■ **Goal**: Look for "Objective — indicate one point on every instance of the concrete" in the records below, then copy that line and every line after it, exactly and with nothing added.

begin Material supplied

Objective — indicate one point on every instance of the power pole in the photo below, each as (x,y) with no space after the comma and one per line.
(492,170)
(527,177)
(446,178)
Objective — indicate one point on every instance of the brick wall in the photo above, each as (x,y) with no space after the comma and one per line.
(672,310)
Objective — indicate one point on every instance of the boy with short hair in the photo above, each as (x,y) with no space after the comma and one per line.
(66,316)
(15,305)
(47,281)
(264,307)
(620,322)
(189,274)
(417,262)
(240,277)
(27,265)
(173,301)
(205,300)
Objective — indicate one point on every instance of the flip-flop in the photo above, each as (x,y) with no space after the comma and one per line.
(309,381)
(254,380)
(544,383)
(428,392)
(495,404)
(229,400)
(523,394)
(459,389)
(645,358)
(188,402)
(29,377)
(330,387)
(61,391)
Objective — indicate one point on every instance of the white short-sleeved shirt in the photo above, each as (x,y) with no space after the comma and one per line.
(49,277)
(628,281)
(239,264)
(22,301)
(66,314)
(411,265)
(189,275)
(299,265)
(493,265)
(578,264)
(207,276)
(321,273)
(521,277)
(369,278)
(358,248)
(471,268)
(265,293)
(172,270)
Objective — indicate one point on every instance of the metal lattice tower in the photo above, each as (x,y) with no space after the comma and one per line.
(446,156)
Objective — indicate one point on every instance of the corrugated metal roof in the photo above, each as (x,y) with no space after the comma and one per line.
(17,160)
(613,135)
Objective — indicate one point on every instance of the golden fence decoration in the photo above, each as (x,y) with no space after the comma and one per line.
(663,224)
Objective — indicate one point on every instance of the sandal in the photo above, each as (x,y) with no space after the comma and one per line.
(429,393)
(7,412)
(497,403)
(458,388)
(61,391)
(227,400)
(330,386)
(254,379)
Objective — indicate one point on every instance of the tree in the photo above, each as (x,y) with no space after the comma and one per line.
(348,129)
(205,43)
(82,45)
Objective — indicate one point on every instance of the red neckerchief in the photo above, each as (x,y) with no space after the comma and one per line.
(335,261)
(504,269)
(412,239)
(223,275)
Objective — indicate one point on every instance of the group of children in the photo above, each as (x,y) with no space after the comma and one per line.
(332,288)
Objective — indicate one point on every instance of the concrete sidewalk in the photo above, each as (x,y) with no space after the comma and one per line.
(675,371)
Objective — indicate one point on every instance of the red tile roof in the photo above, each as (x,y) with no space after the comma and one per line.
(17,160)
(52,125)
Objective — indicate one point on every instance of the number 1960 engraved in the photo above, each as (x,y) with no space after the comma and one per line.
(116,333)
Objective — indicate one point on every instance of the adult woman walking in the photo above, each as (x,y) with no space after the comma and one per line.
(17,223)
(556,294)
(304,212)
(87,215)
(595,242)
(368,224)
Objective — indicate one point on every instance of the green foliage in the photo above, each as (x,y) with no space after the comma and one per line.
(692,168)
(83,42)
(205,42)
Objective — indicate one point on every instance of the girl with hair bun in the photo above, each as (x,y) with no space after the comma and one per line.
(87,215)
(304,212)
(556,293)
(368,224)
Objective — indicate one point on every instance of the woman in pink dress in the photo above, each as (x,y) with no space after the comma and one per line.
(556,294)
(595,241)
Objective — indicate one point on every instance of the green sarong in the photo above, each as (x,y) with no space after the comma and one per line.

end Material supplied

■ **Solution below**:
Objective — indicate one point on every instance of the concrete sidewalk in the photo above, each as (x,y) with no space after the comma and one per line.
(675,371)
Objective — indicate one point on every instance of the red tile roof in the photo above, each as (x,y) with no space after the comma and one per line.
(17,160)
(52,125)
Objective — indicate one point on every instance of the number 1960 engraved in the photo above, each as (x,y) with no space after the comma and one per line.
(116,333)
Objective — indicate one point on every instance of the adult woman walking in the photo above, each as (x,y) with no space after the comma and one per line.
(17,223)
(556,294)
(304,212)
(87,215)
(595,242)
(368,224)
Objective — indicate one point on every instance of the green foliage in the photo above, each as (x,y) with no space after the comma and one per line.
(692,168)
(83,42)
(205,42)
Objective — indicate one point on every instance of the girl with hair bun in the photo above, each as (x,y) with no space after the comma and one per line.
(87,215)
(304,212)
(556,293)
(368,224)
Objective — indicate one point on every instance of the woman in pink dress in the photo above, each as (x,y) with no space after the comma and one per line.
(556,294)
(595,241)
Objective — indicate one point on every instance of the green sarong in the photo above, each as (x,y) with no space after the comma and one per line.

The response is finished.